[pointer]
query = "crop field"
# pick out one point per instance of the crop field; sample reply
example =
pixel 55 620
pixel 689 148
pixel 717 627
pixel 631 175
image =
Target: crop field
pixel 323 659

····················

-- WORK INSTRUCTION --
The full listing above needs to be output exactly.

-- OUTPUT BELOW --
[pointer]
query = "crop field"
# pick out one point per instance of the crop field; sample reply
example =
pixel 55 620
pixel 689 148
pixel 717 627
pixel 631 175
image =
Target: crop field
pixel 323 659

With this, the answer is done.